▶ Document extract
============

Singer Sophie Milman reflects on her immigrant roots
Sophie Milman’s immigrant experience has shaped not just her personality but also her approach to music.
Take for instance the Meredith Wilson song Till There Was You, the fifth song on the jazz singer’s newly released fourth CD, In The Moonlight.
“That song takes me back to a time that was very difficult for us – it was the best of times and the worst of times,” the 28-year-old Juno Award winner says.
Milman, then seven, had just moved with her parents to Israel from Russia. Her parents had to work several jobs to make ends meet, and Milman had to grow up fast, sometimes only seeing them on Shabbat.
“Music was how we communicated. [Till There Was You, the Beatles 1963 version] was the first English song I learned to sing. I was a big Beatles fan. We had a car and on a long trip — which in Israel means anything longer than 20 minutes — I was the stereo. My dad would always request that song. I would sing Beatles songs, Queen songs and Deep Purple songs.”

============

▶ Exercise A
Name the bands whose songs Milman says she sang during long car trips, according to the Sophie Milman article.
▶ Exercise B
Resume the Sophie Milman article after its final sentence.
The data plays no part in this work.

Records from a data source
============

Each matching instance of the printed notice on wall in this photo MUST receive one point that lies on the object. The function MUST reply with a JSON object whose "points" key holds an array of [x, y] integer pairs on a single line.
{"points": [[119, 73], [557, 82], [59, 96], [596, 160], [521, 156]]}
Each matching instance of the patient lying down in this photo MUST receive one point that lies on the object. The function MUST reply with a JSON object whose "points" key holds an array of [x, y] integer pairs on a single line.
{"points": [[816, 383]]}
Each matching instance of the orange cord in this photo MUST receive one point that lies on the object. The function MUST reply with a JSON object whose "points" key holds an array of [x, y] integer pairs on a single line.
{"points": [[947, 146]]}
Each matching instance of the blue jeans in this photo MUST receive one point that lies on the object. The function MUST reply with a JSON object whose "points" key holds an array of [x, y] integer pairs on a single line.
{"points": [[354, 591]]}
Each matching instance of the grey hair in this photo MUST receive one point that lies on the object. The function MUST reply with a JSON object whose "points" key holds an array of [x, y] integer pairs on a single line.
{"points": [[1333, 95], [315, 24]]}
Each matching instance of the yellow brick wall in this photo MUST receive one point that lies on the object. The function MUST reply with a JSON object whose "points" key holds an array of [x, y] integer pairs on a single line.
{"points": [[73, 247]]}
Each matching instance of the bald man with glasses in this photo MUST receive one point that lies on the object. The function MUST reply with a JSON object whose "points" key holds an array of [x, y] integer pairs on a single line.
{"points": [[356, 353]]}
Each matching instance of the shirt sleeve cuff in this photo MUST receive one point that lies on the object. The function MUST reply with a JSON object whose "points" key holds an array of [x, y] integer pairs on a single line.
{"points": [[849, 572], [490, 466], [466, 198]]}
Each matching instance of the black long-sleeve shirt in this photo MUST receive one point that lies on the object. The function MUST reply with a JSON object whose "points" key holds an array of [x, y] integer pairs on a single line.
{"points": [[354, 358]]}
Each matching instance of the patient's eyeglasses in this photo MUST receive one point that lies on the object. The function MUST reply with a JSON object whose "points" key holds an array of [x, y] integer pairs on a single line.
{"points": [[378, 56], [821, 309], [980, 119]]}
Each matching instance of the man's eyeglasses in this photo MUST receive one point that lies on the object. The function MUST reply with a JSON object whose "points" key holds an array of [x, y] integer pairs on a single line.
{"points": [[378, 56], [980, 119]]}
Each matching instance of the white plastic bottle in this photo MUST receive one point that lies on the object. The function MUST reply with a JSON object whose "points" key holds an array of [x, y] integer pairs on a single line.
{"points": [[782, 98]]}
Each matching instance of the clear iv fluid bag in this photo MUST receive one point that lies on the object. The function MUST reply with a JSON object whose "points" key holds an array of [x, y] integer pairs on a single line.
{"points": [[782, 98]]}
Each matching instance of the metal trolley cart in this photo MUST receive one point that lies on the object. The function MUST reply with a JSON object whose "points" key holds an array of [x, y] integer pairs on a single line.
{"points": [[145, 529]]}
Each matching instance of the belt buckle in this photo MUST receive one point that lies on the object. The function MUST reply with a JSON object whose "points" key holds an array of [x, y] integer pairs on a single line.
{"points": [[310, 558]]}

============

▶ Output A
- The Beatles
- Queen
- Deep Purple

▶ Output B
Now, two decades later, she finally got to record it. “It’s a simple song, a ditty, it’s not very sophisticated… but there’s something so beautiful about it.”
Then, nine years after moving to Israel, her family uprooted again — this time moving to Canada. “There’s nothing like picking up and starting over from scratch — twice,” Milman says.
“My experience was very different,” she says. “Leaving everything you know and never going back. I’ve met many rich Russian Jews who come here to go to school and go back over the summer. It was nothing like that for me. We had no money. On my birthday I would receive a telegram from my grandparents in Russia because we couldn’t afford a phone call!”
This summer, Milman had a chance to go on what she called a “reverse journey,” going back from Canada to Israel and Russia.
Russia was just a visiting trip, but in Israel she got the opportunity to perform for the first time. She did three concerts – the first was an emotional show at the Zappa Club in Herzliya.
“I’ve played Massey Hall in Toronto and the Hollywood Bowl [in Los Angeles] but the show at the Zappa Club was one of the best shows of my life. Even my husband, who’s seen me 100 times, says it was the best show I’ve ever done. It was something very special.”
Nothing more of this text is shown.